**Extracted data entries:**
══════════════════════════════
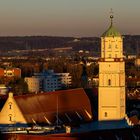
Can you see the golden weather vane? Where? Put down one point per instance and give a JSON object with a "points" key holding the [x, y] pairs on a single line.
{"points": [[111, 15]]}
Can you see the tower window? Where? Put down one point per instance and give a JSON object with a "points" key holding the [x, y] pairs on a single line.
{"points": [[105, 114], [109, 82], [10, 106], [109, 46], [10, 117]]}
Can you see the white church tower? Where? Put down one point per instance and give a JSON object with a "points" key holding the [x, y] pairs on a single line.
{"points": [[111, 100]]}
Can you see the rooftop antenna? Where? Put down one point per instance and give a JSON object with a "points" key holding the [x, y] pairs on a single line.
{"points": [[111, 16]]}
══════════════════════════════
**Instructions to follow:** Copy out, word for word, the material from the line containing "Can you see the rooftop" through the end of the material, including both of those ends.

**Output of the exercise:**
Can you see the rooftop antenna? Where? Put down one point per instance and give a JSON object with a "points" key holding the [x, y] pairs on a single line.
{"points": [[111, 16]]}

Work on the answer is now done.